→ Work to be completed
When a line of the entries contains the word "below", report that line.

:: Input records

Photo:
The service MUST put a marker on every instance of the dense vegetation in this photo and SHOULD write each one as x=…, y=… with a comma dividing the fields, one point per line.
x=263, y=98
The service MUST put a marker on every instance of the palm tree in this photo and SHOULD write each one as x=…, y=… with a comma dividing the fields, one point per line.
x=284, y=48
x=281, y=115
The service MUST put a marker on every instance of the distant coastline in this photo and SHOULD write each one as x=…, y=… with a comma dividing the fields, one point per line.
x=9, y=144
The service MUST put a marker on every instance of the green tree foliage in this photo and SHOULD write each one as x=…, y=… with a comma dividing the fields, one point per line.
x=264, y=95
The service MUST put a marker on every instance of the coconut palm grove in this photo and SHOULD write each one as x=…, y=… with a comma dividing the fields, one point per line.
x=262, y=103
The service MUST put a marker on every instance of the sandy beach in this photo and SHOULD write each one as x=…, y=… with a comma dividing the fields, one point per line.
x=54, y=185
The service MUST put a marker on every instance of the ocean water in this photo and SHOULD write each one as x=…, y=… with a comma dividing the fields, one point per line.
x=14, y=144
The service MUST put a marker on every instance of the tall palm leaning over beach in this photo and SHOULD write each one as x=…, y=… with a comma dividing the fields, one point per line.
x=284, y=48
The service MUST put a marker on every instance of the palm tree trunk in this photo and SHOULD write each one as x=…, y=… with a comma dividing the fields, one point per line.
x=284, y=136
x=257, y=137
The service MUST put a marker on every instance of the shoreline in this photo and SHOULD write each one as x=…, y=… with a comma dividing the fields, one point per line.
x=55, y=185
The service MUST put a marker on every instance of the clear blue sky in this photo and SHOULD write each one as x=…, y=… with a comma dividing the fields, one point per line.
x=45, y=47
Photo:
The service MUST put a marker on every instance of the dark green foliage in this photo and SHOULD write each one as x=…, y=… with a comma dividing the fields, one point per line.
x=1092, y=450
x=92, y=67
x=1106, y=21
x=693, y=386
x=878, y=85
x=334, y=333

::::
:: Input records

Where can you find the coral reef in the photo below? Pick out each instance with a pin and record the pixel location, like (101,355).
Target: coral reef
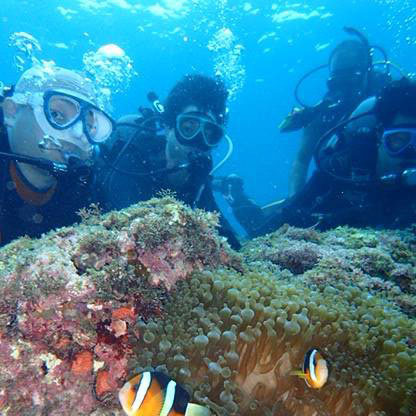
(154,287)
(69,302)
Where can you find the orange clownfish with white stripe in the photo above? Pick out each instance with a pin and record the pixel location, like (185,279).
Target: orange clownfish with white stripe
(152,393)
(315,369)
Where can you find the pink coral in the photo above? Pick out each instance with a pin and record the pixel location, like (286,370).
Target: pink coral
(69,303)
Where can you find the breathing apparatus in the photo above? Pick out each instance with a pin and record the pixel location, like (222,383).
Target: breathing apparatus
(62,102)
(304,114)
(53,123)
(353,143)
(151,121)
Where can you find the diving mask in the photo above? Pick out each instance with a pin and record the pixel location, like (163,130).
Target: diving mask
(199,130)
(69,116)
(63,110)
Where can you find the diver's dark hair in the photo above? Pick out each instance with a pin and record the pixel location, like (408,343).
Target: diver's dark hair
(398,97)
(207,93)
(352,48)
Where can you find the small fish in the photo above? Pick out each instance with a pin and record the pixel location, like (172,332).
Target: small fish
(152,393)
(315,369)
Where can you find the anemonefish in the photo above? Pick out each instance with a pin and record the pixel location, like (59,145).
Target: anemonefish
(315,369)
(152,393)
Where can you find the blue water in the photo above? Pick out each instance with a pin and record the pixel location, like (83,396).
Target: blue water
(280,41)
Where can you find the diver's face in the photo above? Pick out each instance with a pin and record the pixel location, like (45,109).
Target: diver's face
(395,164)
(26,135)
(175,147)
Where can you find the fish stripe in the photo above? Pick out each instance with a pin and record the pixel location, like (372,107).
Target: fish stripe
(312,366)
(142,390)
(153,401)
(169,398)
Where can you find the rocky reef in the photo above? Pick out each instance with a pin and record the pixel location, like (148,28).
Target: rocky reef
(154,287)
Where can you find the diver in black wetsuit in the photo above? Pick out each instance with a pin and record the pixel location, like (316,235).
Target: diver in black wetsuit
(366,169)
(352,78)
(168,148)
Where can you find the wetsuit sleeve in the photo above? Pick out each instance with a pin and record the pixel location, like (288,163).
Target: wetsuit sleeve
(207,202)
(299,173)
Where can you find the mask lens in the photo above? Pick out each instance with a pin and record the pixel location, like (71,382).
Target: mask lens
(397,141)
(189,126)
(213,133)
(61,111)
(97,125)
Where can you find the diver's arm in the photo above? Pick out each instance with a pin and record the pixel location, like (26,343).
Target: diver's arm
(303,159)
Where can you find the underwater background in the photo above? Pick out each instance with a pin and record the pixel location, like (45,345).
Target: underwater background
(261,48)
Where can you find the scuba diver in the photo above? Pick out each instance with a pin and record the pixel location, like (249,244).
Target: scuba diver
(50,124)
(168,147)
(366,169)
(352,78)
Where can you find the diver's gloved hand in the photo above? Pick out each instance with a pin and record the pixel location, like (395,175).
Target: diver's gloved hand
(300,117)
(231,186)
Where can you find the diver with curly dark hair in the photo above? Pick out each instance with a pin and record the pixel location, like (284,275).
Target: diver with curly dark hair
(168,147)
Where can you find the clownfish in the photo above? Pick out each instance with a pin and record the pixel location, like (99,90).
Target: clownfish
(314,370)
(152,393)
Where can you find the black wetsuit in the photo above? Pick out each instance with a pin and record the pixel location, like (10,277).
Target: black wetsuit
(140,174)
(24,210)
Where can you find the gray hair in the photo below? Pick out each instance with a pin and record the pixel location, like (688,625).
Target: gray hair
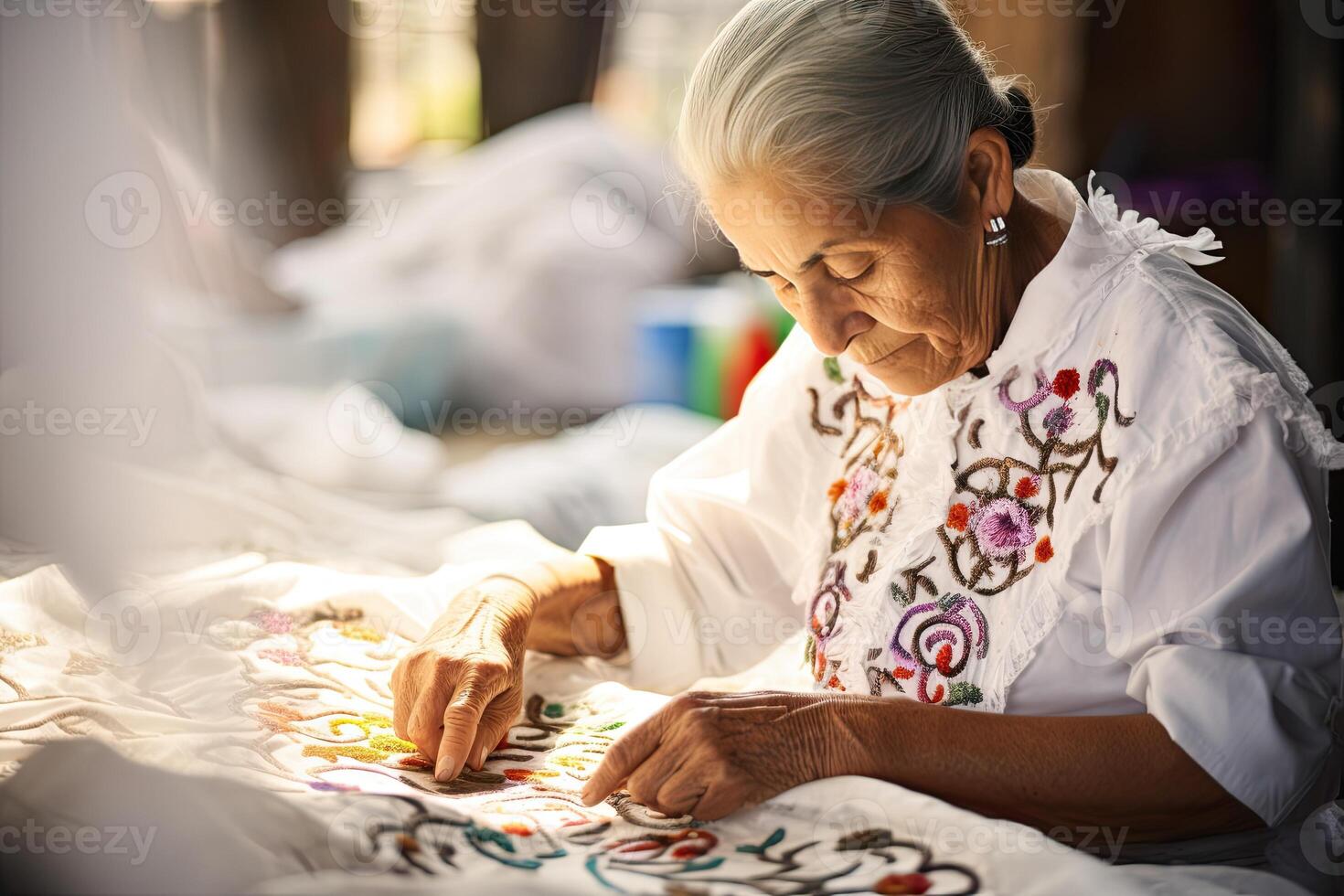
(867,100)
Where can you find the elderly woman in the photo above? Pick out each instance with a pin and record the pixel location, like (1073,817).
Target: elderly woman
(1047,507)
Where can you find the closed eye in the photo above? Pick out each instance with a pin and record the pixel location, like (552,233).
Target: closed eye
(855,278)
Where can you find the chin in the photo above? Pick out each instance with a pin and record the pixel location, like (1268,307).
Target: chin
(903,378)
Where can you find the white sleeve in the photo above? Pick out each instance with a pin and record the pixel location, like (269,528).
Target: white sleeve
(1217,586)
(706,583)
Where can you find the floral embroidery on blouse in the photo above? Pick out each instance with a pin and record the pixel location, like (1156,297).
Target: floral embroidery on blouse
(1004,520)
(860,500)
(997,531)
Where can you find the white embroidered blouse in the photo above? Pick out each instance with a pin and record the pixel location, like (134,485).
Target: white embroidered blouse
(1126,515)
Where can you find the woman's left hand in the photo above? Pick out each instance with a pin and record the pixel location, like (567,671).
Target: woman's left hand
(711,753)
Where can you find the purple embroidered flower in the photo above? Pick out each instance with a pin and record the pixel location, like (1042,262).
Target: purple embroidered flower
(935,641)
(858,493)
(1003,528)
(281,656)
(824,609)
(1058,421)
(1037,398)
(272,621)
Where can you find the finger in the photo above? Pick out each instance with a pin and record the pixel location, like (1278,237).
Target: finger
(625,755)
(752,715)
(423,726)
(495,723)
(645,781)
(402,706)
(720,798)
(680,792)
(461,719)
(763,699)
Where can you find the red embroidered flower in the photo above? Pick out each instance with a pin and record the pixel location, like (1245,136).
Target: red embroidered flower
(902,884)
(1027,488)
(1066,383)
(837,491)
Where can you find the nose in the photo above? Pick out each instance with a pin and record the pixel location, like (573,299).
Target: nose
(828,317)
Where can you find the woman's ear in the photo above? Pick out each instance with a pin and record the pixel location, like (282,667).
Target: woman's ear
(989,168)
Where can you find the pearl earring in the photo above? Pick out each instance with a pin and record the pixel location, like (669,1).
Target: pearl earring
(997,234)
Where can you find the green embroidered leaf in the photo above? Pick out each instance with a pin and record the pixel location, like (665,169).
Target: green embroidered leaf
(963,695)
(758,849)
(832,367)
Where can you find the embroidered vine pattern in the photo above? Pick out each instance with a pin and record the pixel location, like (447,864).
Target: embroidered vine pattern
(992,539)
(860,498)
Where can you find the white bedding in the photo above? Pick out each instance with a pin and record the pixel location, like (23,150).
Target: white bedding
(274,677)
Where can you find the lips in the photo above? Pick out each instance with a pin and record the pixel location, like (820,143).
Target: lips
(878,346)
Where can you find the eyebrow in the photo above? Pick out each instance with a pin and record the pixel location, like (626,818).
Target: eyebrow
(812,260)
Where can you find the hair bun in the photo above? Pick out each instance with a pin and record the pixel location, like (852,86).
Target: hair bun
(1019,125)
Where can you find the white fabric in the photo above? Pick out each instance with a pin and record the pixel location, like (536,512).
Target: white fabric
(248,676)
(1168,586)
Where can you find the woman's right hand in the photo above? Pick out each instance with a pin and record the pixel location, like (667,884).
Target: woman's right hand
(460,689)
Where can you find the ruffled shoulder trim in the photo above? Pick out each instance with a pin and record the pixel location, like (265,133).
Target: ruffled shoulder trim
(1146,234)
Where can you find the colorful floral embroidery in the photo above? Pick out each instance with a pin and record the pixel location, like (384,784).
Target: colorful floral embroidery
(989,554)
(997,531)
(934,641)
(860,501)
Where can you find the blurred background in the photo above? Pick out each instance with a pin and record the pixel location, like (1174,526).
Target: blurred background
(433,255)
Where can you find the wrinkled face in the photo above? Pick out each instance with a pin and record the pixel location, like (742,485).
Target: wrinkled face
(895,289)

::::

→ Problem solution
Where can you find the coral reef in the photo below? Pick out each instance with a pin and record the pixel location, like (101,355).
Where can you find the gray hair in the photo below? Pick out each instance with a pin and record the pixel location, like (688,625).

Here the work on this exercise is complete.